● **EXERCISE 1**: Copy the stretch from "To address imprecise" through "and decision transparency." out of the abstract on weakly supervised medical visual grounding below.
● **EXERCISE 2**: Carry on the abstract about Disease-Aware Prompting for chest X-ray grounding, picking up after its final sentence.

To address imprecise vision-language alignment and poor model interpretability in weakly supervised medical visual grounding, this paper identifies two fundamental limitations in vision-language models (VLMs): excessively high norms of background tokens and insufficient local lesion representation capability of global tokens. We propose Disease-Aware Prompting (DAP), a pixel-level annotation-free method that leverages explainability heatmaps to guide feature reweighting, jointly optimizing token-level attention modulation and lesion-region enhancement to achieve fine-grained alignment between textual descriptions and thoracic X-ray lesions. Evaluated on three mainstream chest X-ray datasets, DAP improves visual grounding accuracy by an average of 20.74% over state-of-the-art methods, significantly enhancing clinical trustworthiness and decision transparency.

● **RECORDS PROVIDED**:
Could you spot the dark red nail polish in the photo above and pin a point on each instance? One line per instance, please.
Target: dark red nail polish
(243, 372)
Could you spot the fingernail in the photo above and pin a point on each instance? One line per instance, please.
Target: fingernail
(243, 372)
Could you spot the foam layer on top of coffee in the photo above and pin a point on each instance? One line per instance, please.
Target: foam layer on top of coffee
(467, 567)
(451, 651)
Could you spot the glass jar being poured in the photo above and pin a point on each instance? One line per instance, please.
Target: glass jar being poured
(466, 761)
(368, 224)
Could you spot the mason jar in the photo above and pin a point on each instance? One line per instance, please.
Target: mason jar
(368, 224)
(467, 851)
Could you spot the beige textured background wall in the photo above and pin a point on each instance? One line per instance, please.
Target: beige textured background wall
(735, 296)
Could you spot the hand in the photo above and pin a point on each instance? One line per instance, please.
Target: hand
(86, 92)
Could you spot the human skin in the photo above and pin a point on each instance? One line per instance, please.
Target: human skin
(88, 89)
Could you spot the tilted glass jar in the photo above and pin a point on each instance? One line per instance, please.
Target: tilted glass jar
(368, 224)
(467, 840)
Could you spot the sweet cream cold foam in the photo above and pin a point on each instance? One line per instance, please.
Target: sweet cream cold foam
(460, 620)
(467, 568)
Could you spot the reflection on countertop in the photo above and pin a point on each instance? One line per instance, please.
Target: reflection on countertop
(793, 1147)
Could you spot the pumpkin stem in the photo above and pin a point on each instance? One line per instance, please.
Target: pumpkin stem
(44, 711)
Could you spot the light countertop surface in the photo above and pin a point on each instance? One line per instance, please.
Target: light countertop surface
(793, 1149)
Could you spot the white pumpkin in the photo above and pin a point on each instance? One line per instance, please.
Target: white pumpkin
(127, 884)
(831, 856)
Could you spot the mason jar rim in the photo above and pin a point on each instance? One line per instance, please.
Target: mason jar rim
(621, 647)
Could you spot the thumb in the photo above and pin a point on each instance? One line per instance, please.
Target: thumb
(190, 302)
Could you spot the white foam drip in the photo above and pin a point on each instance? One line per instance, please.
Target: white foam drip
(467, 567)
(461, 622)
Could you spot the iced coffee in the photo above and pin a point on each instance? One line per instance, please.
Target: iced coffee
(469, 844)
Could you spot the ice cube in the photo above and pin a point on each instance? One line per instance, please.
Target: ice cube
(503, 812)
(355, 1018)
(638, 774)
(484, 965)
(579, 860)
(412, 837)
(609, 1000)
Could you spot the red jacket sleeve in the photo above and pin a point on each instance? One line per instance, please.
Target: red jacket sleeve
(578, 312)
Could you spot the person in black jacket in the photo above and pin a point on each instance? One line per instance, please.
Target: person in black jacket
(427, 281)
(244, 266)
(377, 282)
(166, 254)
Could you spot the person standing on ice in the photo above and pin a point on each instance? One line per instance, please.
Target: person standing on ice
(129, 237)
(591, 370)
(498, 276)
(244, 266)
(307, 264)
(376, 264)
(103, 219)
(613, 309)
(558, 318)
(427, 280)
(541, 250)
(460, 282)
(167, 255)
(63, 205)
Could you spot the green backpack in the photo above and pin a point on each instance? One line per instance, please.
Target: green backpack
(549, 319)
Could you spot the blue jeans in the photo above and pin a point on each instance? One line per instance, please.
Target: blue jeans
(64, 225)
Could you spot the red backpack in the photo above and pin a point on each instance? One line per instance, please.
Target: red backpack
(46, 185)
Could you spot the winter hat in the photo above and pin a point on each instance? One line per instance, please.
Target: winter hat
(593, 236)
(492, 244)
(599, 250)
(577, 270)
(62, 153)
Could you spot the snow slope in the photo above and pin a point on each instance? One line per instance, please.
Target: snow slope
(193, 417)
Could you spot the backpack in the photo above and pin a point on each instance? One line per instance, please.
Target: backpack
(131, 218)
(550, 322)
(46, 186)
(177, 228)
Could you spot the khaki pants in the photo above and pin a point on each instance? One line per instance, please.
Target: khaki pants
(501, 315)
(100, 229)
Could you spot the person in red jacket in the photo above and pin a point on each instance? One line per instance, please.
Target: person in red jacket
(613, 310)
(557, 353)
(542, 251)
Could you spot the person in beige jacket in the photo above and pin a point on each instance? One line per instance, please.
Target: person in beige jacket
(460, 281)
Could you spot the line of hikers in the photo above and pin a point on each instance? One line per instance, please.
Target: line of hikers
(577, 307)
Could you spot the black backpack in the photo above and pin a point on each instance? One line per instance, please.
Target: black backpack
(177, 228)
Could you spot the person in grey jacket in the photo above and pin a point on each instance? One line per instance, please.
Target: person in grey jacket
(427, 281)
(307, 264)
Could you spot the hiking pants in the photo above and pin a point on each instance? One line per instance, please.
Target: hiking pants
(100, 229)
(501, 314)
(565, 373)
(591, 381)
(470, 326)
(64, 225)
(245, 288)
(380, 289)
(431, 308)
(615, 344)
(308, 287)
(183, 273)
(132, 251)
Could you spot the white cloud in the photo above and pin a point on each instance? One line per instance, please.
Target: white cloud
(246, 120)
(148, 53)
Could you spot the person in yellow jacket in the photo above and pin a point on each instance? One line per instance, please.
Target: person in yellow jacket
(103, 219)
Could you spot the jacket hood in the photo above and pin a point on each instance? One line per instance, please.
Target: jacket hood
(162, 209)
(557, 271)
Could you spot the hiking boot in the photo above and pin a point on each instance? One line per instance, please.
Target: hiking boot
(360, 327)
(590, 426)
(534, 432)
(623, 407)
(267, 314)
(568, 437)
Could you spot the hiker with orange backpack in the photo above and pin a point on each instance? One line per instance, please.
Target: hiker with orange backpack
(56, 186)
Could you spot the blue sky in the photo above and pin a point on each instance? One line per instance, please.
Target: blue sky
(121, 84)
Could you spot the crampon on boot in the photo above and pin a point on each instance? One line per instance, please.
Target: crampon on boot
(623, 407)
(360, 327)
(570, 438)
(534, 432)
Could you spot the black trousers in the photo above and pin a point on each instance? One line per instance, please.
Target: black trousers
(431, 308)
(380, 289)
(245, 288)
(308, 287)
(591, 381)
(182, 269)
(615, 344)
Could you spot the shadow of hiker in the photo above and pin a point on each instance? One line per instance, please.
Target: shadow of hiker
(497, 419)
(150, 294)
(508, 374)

● **FINAL ANSWER 1**:
To address imprecise vision-language alignment and poor model interpretability in weakly supervised medical visual grounding, this paper identifies two fundamental limitations in vision-language models (VLMs): excessively high norms of background tokens and insufficient local lesion representation capability of global tokens. We propose Disease-Aware Prompting (DAP), a pixel-level annotation-free method that leverages explainability heatmaps to guide feature reweighting, jointly optimizing token-level attention modulation and lesion-region enhancement to achieve fine-grained alignment between textual descriptions and thoracic X-ray lesions. Evaluated on three mainstream chest X-ray datasets, DAP improves visual grounding accuracy by an average of 20.74% over state-of-the-art methods, significantly enhancing clinical trustworthiness and decision transparency.

● **FINAL ANSWER 2**:
Visual grounding (VG) is the capability to identify the specific regions in an image associated with a particular text description. In medical imaging, VG enhances interpretability by highlighting relevant pathological features corresponding to textual descriptions, improving model transparency and trustworthiness for wider adoption of deep learning models in clinical practice. Current models struggle to associate textual descriptions with disease regions due to inefficient attention mechanisms and a lack of fine-grained token representations. In this paper, we empirically demonstrate two key observations. First, current VLMs assign high norms to background tokens, diverting the model's attention from regions of disease. Second, the global tokens used for cross-modal learning are not representative of local disease tokens. This hampers identifying correlations between the text and disease tokens. To address this, we introduce simple, yet effective Disease-Aware Prompting (DAP) process, which uses the explainability map of a VLM to identify the appropriate image features. This simple strategy amplifies disease-relevant regions while suppressing background interference. Without any additional pixel-level annotations, DAP improves visual grounding accuracy by 20.74% compared to state-of-the-art methods across three major chest X-ray datasets.